• **Текст**
==================================================
Мало-помалу язык поэта и его самосознание приходят к единству, которое прямо противоположно тому, какое мы наблюдаем у прочих людей. То, что для него в речи наиболее важно, для них неощутимо или безразлично. Какой‑нибудь словесный нюанс, от которого зависят, нам кажется, жизнь и смерть стихотворения, представляется им пустой никчемностью. Легковерные, погруженные в абстракции, они противопоставляют сущности форму; но противопоставление это применимо лишь к сфере практической, где ежемгновенно слова переходят в действия и действия переходят в слова. Они не видят, что так называемая сущность есть лишь нечистая и, значит, смешанная форма. Наша собственная сущность представляет собой беспорядочное нагромождение случайных фактов и видимостей; ощущений, всяческих образов, позывов, бессвязных слов, отрывочных фраз… Но чтобы передать то, что требует передачи и стремится вырваться из этого хаоса, все эти столь разнородные элементы должны войти в единую систему языка и построить какое‑то высказывание. Такое сведение внутренних явлений к формулам, составленным из знаков того же свойства — и, следственно, столь же условным, — вполне может рассматриваться как переход от менее чистой формы (или образа) к форме более чистой.
Но язык заданный, усвоенный с детства, будучи по происхождению своему статистическим и обиходным, как правило, мало пригоден для передачи мыслительных состояний, не связанных с практикой; он совершенно не отвечает целям более глубоким или более точным, нежели те, какими определяются наши поступки в обыденной жизни. Это вызвало появление специальных языков, в том числе и языка литературного. Можно наблюдать, как в каждой литературе рано или поздно возникает своего рода мандаринский язык, весьма далекий подчас от обиходного; тем не менее этот литературный язык складывается обычно в недрах последнего, откуда заимствует слова, фигуры и обороты, наиболее подходящие для тех эффектов, которых добивается художник в литературе. Бывает, однако, и так, что писатель создает себе свой личный, особый язык.
==================================================
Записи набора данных
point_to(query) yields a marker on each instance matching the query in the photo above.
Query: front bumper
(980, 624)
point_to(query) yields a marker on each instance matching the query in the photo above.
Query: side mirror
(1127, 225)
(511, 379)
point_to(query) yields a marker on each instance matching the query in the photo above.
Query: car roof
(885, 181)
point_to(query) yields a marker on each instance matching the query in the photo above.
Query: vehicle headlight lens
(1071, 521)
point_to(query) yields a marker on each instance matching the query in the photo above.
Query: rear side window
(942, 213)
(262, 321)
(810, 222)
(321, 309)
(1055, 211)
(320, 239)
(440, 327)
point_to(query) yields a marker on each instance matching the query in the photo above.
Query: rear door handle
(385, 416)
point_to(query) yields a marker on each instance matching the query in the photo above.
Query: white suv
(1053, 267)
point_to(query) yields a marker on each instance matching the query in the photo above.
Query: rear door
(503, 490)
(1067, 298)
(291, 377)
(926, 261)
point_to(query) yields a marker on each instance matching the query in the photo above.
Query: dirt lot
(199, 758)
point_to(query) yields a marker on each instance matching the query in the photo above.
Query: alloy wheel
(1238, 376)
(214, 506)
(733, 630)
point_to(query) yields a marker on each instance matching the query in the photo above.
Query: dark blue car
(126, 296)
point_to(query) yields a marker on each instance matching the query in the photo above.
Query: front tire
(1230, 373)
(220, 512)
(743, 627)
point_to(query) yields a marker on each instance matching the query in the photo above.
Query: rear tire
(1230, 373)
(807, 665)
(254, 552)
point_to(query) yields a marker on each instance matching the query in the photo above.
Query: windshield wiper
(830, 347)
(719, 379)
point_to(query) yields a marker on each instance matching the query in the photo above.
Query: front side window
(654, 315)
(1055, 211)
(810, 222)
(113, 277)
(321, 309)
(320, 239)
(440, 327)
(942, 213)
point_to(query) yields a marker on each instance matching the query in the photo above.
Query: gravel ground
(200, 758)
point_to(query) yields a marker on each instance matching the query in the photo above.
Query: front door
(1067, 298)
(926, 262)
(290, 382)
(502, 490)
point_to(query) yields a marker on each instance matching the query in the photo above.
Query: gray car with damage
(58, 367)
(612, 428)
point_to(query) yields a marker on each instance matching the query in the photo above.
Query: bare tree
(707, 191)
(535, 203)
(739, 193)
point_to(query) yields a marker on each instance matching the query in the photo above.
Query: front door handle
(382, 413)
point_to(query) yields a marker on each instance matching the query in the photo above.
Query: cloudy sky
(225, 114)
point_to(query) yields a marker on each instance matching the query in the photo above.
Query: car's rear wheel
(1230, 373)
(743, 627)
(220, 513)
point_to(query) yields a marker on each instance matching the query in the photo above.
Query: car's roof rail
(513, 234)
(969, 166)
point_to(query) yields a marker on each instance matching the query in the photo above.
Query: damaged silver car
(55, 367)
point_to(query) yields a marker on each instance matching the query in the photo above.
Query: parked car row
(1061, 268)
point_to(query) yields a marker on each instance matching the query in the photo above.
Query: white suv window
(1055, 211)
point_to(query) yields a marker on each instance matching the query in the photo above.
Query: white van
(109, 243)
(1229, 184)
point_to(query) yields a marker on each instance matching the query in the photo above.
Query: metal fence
==================================================
• **Задания для выполнения**
a. Что, согласно тексту о языке поэта, рано или поздно возникает в каждой литературе?
b. Продолжите текст о языке поэта сразу после его последней фразы.

• **Ответы на задания**
a. Своего рода мандаринский язык, подчас весьма далекий от обиходного.

b.
Поэт пользуется одновременно языком разговорным — обусловленным лишь требованием понятности и, следственно, чисто посредствующим, — и языком настолько же ему противоположным, как сад, засаженный тщательно подобранными сортами, противоположен девственному уголку природы, где уживаются самые различные растения, среди которых человек отбирает красивейшие, дабы пересадить и выхаживать их на благодатной почве.
Быть может, допустимо характеризовать поэта в зависимости от пропорции, в какой представлены у него два эти языка: один — естественный, другой — очищенный и культивируемый исключительно на предмет роскоши? Вот прекрасный пример — два поэта одной эпохи и одной и той же среды: Верлен, отваживающийся сочетать в своих стихах самые расхожие формы и самые обиходные речения с весьма изощренной поэтикой Парнаса и пишущий под конец с полнейшей, даже цинической, нечистотой, — причем не без успеха; и Малларме, создающий почти всецело свой личный язык посредством тончайшего отбора слов и причудливых оборотов, которые он строит или заостряет, неизменно отказываясь от слишком легких решений, предопределяемых вкусами большинства. Все это свидетельствовало об одном лишь стремлении: охранить себя — даже в мелочах, в элементарнейших отправлениях умственной жизни — от автоматизма.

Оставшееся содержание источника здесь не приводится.